● **Supplied passage**
= Beginning of Section =
ISLAMABAD: Minister of State for National Health Services, Regulations and Coordination (NHSRC) Saira Afzal Tarar on Friday said the government was committed to ensuring transparency and adhering to standards while regulating medical services and education in the country.
Addressing a press conference, Tarar said his ministry would work in coordination with the newly-elected body of the Pakistan Medical and Dental Council (PMDC) but would not compromise on transparency.
“PMDC should carry out a fresh survey of all medical and dental colleges, rank them, and develop a mechanism for recognition and accreditation of colleges,” Tarar said and added that the new body now had mandate to look into corruption and other issues including bogus medical colleges and fake doctors.
“We expect from elected office bearers of the regulatory body to ensure transparent policy by defining its role, responsibility and domain,” the minister said, adding the council should also check mushroom growth of medical colleges in the country.
Tarar said in order to restore the eroding public confidence in the regulatory body, it should employ a robust mechanism for grievance redressal system and establish rigorous monitoring and evaluation system. In the council, equilibrium in administrative powers is imperative as this remained chief source of conflict and controversy over the years, she said.
= End of Section =
● **Brief 1**
Reproduce word for word the stretch of the PMDC news report above, from "Tarar said in" through "years, she said.".
● **Brief 2**
Carry on the news report about Saira Afzal Tarar's press conference on the PMDC, picking up after its final sentence.

● **Dataset records**
= Beginning of Section =
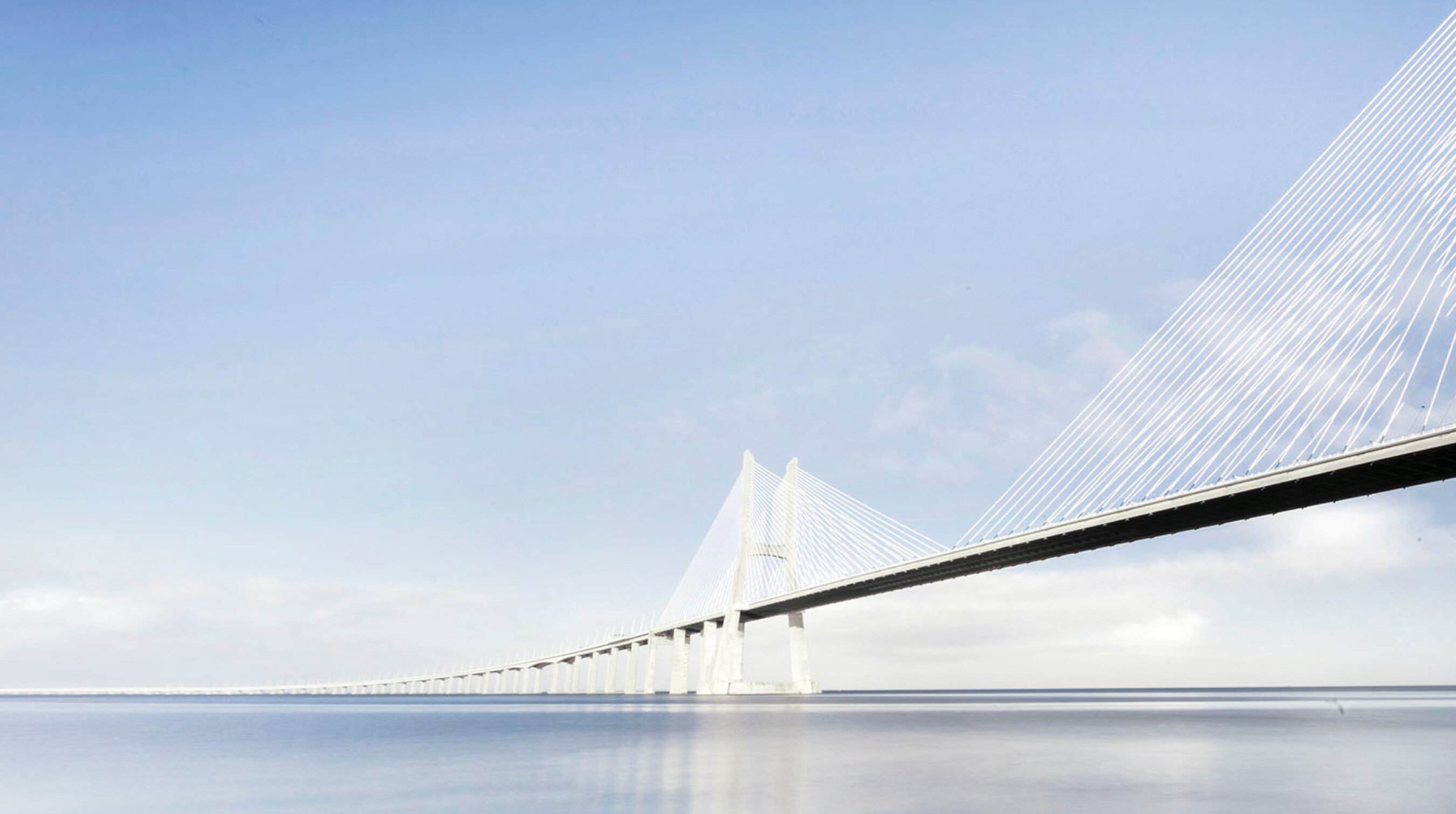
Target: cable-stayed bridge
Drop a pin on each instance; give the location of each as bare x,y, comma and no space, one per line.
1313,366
= End of Section =
= Beginning of Section =
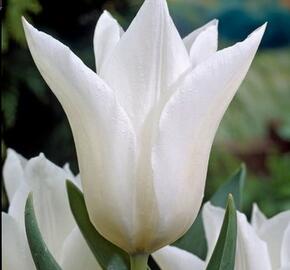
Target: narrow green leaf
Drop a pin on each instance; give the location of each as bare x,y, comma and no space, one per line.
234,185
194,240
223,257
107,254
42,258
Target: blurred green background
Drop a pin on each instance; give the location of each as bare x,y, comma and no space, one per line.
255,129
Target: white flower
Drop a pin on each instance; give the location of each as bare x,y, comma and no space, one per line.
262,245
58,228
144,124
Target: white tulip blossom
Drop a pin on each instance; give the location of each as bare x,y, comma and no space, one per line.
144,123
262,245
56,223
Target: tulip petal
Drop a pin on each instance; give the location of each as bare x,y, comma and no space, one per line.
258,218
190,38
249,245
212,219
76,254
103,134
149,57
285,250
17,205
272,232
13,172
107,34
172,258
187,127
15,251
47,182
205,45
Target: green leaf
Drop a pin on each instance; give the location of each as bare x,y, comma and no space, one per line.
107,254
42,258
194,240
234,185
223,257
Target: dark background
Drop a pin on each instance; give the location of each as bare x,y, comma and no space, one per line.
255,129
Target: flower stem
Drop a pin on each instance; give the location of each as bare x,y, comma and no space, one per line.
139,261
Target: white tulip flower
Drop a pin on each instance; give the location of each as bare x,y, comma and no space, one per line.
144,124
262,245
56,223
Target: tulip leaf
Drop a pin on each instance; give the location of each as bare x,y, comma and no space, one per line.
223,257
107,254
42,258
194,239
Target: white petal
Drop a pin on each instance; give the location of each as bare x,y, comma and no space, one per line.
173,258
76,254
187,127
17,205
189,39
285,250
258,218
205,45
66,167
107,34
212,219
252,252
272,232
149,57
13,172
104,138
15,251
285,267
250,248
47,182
= End of Section =
● **Exercise output 1**
Tarar said in order to restore the eroding public confidence in the regulatory body, it should employ a robust mechanism for grievance redressal system and establish rigorous monitoring and evaluation system. In the council, equilibrium in administrative powers is imperative as this remained chief source of conflict and controversy over the years, she said.

● **Exercise output 2**
To a question whether the ministry would investigate charges against ministry officials of taking bribes to award accreditation to medical colleges in the past, she said there were institutions like NAB and FIA to do that.
At the press conference, Dr Sania Nishtar, who was member of a judicial commission appointed to look into PMDC issues and also a former federal minister, said the transparent and fair manner in which revamping of PMDC had been taken deserved appreciation.
The newly-elected PMDC president Dr Shabbir Ahmed Lehri vowed to launch a campaign to check educational standards and medical services at colleges and hospitals. He said the council comprised members from all over the country.
He said that teams consisting of credible people would be sent to check standards at colleges and hospitals. In case of slackness, they would be given six months for improvement and in case of failure indiscriminate actions would taken against them including closure.
Published in The Express Tribune, January 30th, 2016.